━━━ GIVEN RECORDS

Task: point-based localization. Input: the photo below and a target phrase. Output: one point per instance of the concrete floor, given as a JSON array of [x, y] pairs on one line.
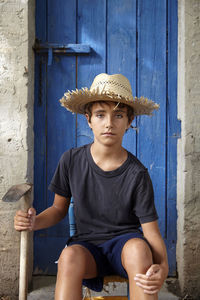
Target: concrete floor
[[43, 288]]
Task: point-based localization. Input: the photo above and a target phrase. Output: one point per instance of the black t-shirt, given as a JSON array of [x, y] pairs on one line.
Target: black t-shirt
[[106, 203]]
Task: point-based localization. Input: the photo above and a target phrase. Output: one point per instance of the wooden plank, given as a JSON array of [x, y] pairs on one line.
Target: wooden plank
[[40, 120], [58, 124], [61, 124], [173, 132], [91, 30], [152, 84], [121, 50], [40, 112]]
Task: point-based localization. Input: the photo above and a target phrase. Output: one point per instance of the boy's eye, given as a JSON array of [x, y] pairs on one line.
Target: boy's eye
[[99, 115], [119, 116]]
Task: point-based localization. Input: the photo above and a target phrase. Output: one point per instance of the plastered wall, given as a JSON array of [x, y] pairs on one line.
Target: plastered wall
[[188, 187], [17, 140], [16, 125]]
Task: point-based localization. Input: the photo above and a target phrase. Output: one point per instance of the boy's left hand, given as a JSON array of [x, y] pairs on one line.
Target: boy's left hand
[[153, 280]]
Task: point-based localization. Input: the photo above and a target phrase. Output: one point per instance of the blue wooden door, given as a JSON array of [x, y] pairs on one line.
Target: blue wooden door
[[132, 37]]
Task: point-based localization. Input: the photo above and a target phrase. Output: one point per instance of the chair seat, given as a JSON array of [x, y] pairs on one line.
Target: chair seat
[[107, 298], [114, 278]]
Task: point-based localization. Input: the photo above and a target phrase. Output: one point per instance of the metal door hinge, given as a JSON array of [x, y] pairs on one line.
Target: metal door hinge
[[50, 48]]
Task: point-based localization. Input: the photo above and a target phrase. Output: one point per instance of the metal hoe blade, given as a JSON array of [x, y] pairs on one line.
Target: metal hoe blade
[[16, 192]]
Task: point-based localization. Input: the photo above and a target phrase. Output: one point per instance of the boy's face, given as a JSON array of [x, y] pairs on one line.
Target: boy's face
[[108, 123]]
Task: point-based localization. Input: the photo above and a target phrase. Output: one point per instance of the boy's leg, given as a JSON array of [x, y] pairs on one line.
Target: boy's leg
[[137, 258], [75, 263]]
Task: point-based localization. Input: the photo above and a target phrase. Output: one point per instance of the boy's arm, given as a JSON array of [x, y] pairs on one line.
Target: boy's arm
[[155, 276], [49, 217]]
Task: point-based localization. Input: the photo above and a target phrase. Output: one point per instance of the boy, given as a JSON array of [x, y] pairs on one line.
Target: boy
[[113, 197]]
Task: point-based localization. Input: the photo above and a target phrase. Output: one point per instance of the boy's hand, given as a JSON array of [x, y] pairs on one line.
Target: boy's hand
[[153, 280], [25, 221]]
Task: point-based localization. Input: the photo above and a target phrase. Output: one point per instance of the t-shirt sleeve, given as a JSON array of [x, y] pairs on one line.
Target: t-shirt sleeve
[[144, 206], [60, 181]]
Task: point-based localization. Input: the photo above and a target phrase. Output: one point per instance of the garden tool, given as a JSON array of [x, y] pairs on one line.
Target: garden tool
[[21, 192]]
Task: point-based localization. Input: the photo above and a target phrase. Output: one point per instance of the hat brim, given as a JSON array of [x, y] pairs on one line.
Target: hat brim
[[76, 100]]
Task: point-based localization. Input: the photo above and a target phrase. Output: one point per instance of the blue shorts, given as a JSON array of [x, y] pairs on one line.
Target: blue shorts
[[108, 258]]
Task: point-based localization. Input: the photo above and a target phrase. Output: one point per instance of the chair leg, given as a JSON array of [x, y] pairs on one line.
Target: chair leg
[[128, 291]]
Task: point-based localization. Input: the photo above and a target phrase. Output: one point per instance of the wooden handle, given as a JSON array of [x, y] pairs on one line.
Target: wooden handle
[[23, 278]]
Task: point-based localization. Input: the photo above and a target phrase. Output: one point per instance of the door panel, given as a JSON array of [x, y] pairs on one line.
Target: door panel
[[137, 39]]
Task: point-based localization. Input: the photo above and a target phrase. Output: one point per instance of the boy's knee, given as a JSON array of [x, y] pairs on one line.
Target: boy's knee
[[136, 256], [71, 257]]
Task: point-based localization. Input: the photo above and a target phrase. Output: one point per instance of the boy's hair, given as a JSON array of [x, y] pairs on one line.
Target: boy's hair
[[130, 111]]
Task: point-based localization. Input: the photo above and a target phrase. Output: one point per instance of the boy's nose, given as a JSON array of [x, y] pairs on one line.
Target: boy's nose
[[109, 122]]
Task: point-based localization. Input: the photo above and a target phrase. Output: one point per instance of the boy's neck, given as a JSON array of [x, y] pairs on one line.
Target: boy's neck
[[108, 158]]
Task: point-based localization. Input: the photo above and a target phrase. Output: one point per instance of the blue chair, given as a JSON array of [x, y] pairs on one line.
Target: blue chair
[[107, 279]]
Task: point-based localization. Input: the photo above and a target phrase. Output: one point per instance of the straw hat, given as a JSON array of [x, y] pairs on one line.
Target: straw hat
[[106, 87]]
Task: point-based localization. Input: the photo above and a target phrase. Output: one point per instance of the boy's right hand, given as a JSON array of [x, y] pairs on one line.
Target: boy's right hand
[[25, 221]]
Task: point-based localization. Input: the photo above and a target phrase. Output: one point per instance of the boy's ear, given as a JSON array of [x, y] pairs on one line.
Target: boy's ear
[[129, 124], [88, 120]]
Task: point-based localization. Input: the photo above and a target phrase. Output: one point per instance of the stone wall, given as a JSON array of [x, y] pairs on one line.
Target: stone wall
[[188, 187], [16, 140]]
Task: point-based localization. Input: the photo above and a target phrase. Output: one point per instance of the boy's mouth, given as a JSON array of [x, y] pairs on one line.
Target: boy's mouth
[[108, 133]]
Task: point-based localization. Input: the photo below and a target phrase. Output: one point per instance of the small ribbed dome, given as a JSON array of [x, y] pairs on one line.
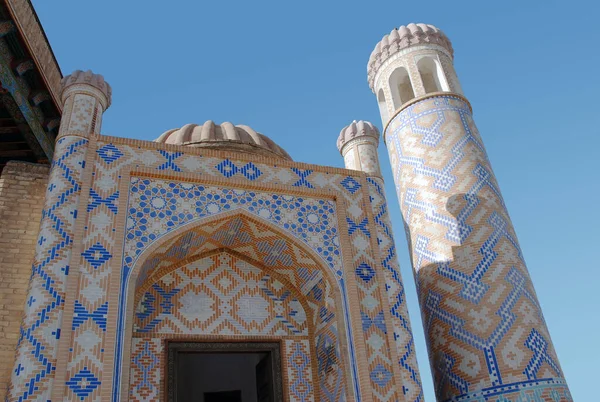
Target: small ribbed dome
[[224, 137], [357, 129], [401, 38]]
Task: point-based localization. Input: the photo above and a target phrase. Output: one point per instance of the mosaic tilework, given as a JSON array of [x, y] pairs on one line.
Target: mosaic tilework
[[35, 365], [106, 208], [220, 295], [145, 378], [299, 370], [487, 337], [411, 381], [302, 272]]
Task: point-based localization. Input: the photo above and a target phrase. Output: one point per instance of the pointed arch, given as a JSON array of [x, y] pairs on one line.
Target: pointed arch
[[401, 87], [383, 109], [432, 75], [275, 251]]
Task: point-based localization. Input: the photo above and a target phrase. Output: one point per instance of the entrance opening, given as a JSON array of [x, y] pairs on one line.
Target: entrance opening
[[223, 372]]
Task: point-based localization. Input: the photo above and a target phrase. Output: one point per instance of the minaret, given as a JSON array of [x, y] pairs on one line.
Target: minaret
[[486, 334], [85, 97], [358, 144]]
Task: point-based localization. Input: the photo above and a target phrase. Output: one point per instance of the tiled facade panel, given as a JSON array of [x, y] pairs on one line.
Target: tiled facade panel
[[22, 191], [486, 333], [147, 365], [145, 210], [300, 386], [34, 370], [219, 297]]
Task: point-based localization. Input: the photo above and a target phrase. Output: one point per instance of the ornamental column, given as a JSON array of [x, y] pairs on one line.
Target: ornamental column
[[487, 339], [358, 144], [85, 96]]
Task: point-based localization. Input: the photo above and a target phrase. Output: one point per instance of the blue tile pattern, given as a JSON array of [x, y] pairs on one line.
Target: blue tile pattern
[[445, 183], [39, 335]]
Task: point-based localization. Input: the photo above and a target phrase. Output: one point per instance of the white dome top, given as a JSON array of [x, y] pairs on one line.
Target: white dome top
[[357, 129], [401, 38], [225, 136]]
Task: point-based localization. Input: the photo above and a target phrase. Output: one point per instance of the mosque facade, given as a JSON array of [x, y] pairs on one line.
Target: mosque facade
[[211, 240]]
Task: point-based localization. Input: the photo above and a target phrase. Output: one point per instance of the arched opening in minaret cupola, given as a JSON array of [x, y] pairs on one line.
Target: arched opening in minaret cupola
[[432, 75], [382, 105], [401, 87]]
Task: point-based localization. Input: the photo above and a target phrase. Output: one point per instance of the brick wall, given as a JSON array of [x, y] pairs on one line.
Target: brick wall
[[22, 192]]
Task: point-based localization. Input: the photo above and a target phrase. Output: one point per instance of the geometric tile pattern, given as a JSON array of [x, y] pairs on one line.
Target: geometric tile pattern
[[487, 337], [313, 221], [302, 273], [299, 370], [145, 378], [411, 381], [41, 329], [220, 295]]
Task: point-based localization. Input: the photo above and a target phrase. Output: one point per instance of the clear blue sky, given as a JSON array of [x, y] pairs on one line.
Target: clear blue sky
[[297, 72]]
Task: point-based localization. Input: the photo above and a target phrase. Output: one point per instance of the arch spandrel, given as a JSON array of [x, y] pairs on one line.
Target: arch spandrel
[[237, 231]]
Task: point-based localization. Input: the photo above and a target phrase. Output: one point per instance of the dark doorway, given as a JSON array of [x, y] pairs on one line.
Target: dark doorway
[[223, 396], [223, 372]]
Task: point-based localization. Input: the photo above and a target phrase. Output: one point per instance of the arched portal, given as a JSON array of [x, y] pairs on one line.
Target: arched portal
[[237, 265]]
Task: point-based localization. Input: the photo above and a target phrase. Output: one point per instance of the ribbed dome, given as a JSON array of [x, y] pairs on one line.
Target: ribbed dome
[[357, 129], [224, 137], [401, 38]]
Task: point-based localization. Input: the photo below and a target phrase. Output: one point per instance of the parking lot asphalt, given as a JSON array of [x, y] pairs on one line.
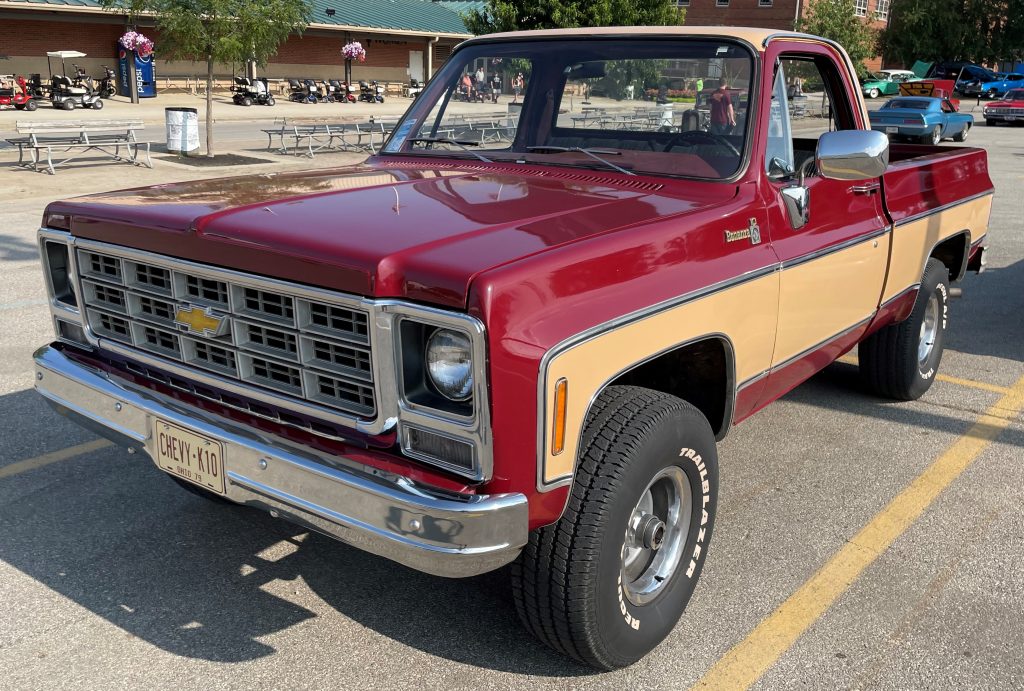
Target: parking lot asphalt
[[860, 543]]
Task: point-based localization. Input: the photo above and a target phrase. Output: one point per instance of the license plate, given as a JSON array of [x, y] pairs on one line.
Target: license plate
[[192, 457]]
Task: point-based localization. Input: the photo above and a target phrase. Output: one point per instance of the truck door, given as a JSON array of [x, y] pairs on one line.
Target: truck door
[[834, 256]]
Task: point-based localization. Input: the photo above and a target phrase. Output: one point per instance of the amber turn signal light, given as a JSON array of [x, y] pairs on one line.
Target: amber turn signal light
[[558, 423]]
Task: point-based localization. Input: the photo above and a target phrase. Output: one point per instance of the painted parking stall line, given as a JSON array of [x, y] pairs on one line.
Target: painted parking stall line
[[53, 457], [748, 660]]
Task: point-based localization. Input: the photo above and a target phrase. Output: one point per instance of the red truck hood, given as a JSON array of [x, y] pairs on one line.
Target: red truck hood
[[419, 232]]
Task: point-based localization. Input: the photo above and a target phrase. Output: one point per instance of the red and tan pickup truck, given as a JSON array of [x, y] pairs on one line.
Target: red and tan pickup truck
[[515, 338]]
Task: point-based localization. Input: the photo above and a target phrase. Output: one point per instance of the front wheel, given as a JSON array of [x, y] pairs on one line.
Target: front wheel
[[900, 360], [609, 580]]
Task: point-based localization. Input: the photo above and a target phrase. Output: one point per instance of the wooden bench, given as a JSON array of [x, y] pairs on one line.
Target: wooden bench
[[104, 136]]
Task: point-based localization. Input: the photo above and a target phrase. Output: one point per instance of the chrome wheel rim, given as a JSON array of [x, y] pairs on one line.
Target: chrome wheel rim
[[929, 330], [655, 535]]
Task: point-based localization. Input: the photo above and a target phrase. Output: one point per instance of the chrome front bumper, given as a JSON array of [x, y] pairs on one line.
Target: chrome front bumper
[[443, 533]]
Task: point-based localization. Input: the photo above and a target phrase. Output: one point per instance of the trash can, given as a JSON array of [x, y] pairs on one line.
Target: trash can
[[182, 130]]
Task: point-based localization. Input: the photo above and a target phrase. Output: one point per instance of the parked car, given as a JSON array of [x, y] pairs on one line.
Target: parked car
[[885, 82], [997, 87], [466, 353], [1009, 110], [924, 119], [969, 76]]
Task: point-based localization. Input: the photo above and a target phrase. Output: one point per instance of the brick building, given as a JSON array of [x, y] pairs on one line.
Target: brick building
[[402, 38], [780, 14]]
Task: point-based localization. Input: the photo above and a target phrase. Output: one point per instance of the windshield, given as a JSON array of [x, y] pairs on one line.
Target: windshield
[[662, 106], [907, 103]]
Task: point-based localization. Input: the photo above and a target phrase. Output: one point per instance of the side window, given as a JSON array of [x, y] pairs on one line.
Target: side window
[[815, 101], [778, 154]]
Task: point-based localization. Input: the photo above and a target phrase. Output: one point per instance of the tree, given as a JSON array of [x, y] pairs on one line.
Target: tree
[[837, 19], [526, 14], [979, 31], [219, 31]]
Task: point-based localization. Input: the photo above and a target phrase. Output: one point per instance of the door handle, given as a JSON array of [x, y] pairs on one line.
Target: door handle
[[866, 188]]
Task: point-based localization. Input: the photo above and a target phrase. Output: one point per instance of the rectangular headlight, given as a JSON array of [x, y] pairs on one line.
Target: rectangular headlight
[[58, 273]]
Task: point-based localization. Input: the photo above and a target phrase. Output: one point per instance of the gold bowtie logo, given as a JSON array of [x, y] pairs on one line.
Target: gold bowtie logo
[[200, 320]]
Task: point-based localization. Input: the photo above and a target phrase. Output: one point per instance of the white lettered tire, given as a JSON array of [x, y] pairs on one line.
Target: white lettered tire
[[900, 360], [609, 580]]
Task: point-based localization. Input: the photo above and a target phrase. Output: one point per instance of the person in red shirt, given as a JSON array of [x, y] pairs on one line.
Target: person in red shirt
[[723, 117]]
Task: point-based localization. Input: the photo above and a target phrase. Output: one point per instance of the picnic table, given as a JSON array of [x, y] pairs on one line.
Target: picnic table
[[77, 138], [311, 135]]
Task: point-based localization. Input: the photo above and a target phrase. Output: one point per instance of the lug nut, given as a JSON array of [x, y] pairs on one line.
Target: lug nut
[[650, 531]]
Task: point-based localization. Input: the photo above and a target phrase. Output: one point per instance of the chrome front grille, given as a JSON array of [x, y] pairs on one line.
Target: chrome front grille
[[286, 343]]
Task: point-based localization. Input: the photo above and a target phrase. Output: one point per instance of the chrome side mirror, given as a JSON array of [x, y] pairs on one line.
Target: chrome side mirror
[[797, 200], [852, 155]]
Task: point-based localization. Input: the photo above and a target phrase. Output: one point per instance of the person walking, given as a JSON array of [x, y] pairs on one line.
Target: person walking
[[496, 86], [723, 117]]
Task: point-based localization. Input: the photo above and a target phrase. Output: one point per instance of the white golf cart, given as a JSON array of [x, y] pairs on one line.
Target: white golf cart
[[66, 93]]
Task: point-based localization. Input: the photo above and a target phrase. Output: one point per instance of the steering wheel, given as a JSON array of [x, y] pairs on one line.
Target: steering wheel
[[696, 137]]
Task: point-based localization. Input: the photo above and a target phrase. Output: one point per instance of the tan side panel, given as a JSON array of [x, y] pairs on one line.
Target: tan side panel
[[826, 296], [747, 313], [913, 242]]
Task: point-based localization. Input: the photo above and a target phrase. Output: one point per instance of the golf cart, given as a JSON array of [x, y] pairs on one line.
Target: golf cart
[[64, 93], [14, 91]]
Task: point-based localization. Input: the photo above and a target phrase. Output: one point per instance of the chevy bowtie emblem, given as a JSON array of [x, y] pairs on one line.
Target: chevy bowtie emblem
[[200, 320], [752, 232]]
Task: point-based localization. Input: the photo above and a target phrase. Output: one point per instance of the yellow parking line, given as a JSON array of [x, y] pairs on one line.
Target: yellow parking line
[[745, 662], [53, 457], [984, 386]]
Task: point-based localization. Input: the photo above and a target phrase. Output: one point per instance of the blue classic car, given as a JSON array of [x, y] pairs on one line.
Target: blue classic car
[[925, 119], [996, 88]]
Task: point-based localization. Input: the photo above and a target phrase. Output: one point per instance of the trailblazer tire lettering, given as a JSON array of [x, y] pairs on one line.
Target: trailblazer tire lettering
[[631, 620], [706, 489]]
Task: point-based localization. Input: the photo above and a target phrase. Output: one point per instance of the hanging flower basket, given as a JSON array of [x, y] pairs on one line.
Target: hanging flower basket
[[353, 51], [132, 40]]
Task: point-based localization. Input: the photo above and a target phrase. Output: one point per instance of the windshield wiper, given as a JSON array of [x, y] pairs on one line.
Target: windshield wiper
[[464, 144], [592, 153]]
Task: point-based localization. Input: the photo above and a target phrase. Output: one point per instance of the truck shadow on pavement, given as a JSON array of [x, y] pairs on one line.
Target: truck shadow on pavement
[[207, 580], [13, 248]]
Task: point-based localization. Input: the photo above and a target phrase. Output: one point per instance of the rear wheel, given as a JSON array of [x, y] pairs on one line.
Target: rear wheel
[[900, 360], [933, 137], [609, 580]]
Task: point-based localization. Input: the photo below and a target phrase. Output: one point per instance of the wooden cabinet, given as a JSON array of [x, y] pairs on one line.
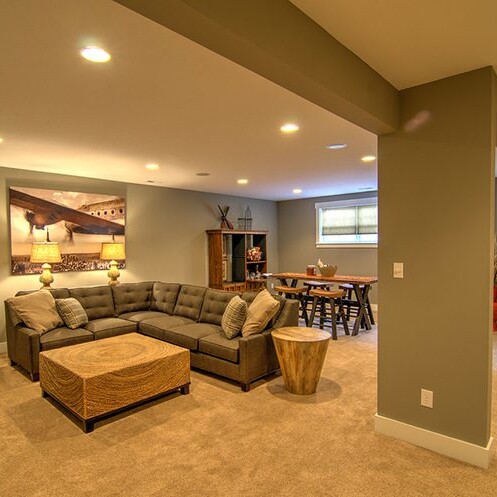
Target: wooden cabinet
[[230, 267]]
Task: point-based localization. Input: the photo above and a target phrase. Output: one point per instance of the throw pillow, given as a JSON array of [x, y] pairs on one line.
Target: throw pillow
[[72, 312], [233, 317], [37, 310], [260, 311]]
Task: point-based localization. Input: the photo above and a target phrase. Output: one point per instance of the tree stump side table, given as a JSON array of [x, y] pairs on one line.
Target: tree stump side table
[[301, 353]]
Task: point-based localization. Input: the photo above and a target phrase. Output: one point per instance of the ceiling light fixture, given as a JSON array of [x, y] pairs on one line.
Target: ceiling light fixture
[[95, 54], [368, 158], [336, 146], [289, 128]]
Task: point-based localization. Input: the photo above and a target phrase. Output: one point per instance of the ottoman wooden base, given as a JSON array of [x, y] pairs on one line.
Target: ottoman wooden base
[[97, 379]]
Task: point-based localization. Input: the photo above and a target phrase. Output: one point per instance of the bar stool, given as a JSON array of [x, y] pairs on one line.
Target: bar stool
[[313, 285], [334, 299], [351, 304], [291, 292]]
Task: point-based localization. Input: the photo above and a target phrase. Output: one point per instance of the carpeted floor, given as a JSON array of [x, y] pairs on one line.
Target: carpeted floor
[[218, 441]]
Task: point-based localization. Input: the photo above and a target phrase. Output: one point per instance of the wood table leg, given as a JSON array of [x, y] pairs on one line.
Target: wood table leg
[[362, 311]]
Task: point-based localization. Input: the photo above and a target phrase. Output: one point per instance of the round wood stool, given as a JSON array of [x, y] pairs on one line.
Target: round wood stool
[[301, 353]]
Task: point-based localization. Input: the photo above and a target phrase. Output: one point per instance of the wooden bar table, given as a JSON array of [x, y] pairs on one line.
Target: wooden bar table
[[365, 314], [301, 353]]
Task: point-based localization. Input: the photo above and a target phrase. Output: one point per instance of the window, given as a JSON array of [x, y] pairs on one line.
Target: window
[[347, 222]]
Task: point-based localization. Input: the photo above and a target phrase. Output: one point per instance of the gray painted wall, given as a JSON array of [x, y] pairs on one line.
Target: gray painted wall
[[297, 241], [165, 231]]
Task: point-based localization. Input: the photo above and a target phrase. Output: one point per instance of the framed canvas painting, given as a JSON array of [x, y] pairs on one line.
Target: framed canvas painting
[[79, 222]]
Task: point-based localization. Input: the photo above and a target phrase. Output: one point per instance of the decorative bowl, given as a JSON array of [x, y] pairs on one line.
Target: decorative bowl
[[328, 270]]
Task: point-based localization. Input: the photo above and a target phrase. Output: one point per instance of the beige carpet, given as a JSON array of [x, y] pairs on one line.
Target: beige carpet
[[218, 441]]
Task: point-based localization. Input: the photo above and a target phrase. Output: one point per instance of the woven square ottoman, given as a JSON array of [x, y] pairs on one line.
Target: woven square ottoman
[[97, 379]]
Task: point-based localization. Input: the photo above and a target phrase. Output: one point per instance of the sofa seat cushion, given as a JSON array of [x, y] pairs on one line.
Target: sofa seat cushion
[[138, 316], [219, 346], [164, 297], [96, 301], [185, 335], [130, 297], [189, 302], [214, 305], [109, 327], [60, 337]]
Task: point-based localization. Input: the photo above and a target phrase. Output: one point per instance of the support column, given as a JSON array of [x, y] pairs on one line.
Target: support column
[[436, 204]]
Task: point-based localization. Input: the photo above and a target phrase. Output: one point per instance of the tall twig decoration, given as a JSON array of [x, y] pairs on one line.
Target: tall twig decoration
[[225, 224]]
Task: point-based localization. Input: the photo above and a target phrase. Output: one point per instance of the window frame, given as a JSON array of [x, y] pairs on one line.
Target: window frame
[[343, 203]]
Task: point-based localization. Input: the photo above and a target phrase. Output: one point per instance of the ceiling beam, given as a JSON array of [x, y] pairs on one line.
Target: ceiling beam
[[279, 42]]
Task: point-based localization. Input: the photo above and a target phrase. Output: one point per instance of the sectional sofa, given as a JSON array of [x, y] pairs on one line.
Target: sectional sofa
[[184, 315]]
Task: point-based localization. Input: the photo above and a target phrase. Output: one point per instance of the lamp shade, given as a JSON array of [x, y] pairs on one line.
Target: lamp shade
[[112, 251], [45, 252]]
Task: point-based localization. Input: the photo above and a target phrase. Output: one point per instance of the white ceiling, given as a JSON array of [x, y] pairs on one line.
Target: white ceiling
[[165, 99]]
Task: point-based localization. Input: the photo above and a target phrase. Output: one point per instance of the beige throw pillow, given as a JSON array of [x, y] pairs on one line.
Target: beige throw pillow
[[72, 312], [260, 311], [37, 310], [233, 317]]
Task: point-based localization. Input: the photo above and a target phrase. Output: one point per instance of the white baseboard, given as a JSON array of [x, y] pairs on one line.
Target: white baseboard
[[448, 446]]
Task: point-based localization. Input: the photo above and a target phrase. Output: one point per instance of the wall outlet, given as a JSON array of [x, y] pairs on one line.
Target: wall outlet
[[427, 398], [398, 269]]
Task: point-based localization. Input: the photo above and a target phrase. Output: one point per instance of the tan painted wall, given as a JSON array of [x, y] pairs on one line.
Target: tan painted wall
[[297, 241], [436, 201], [165, 231]]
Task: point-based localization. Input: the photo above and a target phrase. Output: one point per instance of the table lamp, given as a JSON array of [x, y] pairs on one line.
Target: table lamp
[[113, 251], [45, 252]]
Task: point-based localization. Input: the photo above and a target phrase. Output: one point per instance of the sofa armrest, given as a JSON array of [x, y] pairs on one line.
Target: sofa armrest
[[257, 356], [27, 348]]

━━━━━━

:: SET EXERCISE ::
Starting at the line with "of the wall", copy every line up to and including the last one in the entries above.

:: ANSWER BELOW ::
Task: point-based localization. Input: the photo above and a target phrase. Output: one point per instance of the wall outlet, given as a JSON array of [x, y] pairs on one line.
Target: wall outlet
[[427, 398], [398, 269]]
Task: point-based localization. Input: the photo above and a target phrase. Output: one point per instance of the tan painted wall, given as a JSON array of [x, y] pairs on one line.
Target: tan painted wall
[[297, 241], [436, 201], [165, 231]]
Task: point-based localization. Input: the photo above and a target phrase. Output: one point per instance of the table lamp, given as a JSON array of [x, y] pairs on one line.
Target: table lamp
[[113, 251], [45, 252]]
Task: point-based localization. Input: the photo above and a target phrase. Output: one point per instance of the sofa armrest, given as a JSON array of [x, y] pairs on one line.
Target: sofa armrest
[[257, 356], [27, 348]]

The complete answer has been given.